• _Required tasks_
- A) Please rewrite the paragraph of the rainy-week blog post that begins "It rained in my world this week too" more briefly, keeping its main facts.
- B) In the rainy-week blog post, what big event was being prepared for during the busy week?
- C) Continue the rainy-week blog post from where it stops.

• _Exercise text_

Start of Block

{Photo credit argo_72 via flickr}
When it Rains, it Pours. The Spring showers arrived this week melting the snow, starting to wash away the grim and garbage that laid buried under the snow.
It rained in my world this week too. It was one of those busy weeks where you are running and running and running. I really felt like the mouse who asked for the cookie. I would start, do, ask for one thing which would remind me or lead me to something else that needed to be done and while doing that something else would come up. You know how it goes. In the whirlwind of the week and prepping for our huge preschool fundraiser my hormones decided to they wanted in on the action!
So while I am racing through the hamster wheel that is the week, which included a rushed trip to the library, I am also trying to stay calm and balanced in my mind that is awash with hormones it's not supposed to have and wasn't prepared for. It was a reward for good behavior when I took the kids to run errands, in of course the rain. I am sure at this point you are expecting one of the typical stories of my kids at the library acted like wild animals and huge fines. Not this time. Aside from my daughter having no idea what an indoor voice is we were having a relatively uneventful visit. Then I ran into an acquaintance and her new baby bump. As she is asking how I am recovering I am trying to not have a complete breakdown in front of her and everyone else in the library.
I now I am a little more sensitive, and I mentioned the raging hormones right? I swear though everywhere I turn from craft bloggers I follow to other people in my MOMS club, to every women I see at Target, it's one baby bump after another. I swear it's like they are putting hormones in the water. It was a funny joke when I was pregnant, but now it's just a cruel reminder. So as I am headed down this self depreciating spiral and trying to keep myself focusing on the right now instead of the what could have beens. Then the phone rings.

End of Block

• _Supplied data_
Start of Block

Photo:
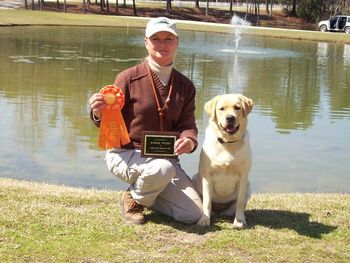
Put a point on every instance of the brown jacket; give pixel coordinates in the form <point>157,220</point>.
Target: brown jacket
<point>140,109</point>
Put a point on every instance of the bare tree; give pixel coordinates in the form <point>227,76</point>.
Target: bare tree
<point>168,6</point>
<point>197,4</point>
<point>134,7</point>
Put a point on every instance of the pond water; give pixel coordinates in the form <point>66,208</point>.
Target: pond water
<point>300,125</point>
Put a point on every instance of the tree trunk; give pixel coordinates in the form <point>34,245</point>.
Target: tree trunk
<point>294,8</point>
<point>197,4</point>
<point>84,6</point>
<point>271,5</point>
<point>134,7</point>
<point>101,5</point>
<point>168,6</point>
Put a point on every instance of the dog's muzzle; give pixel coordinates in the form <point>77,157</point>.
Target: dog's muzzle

End of Block

• _Answers by task_
- A) The week was a nonstop rush, like the mouse who asked for the cookie: each task led to another, and new ones kept coming up. Amid this and the preparations for a huge preschool fundraiser, the writer's hormones joined in too.

- B) A huge preschool fundraiser.

- C)
It was a sock in the gut.
It was my OB. She had the rest of our genetic tests. Our baby was genetically normal. So she doesn't know why we lost it. Can't tell us if it will happen again. She doesn't think it was the IUD because problems should have shown up sooner. She doesn't think I need to go get further testing because I have two healthy children that were normal pregnancies. It just happens and we don't always know why. Well that doesn't really help me. That makes me feel like it's me. It was my fault. I wasn't suitable I couldn't sustain a good habitat.
Oh I know, in my rational mind, that it's not true. It's not my fault, there was nothing I could have done. That doesn't lessen the pain. It didn't help that on that particular day my husband was having the worse, WORST, day at work. So while he tried to be supportive when he was home for lunch, it came off as exasperated...just get over it. Not his inattention I know! He is so supportive and loving, but when it rains it pours!
We regrouped that night and held each other tight. Prayed for the spring renewal that the rains bring.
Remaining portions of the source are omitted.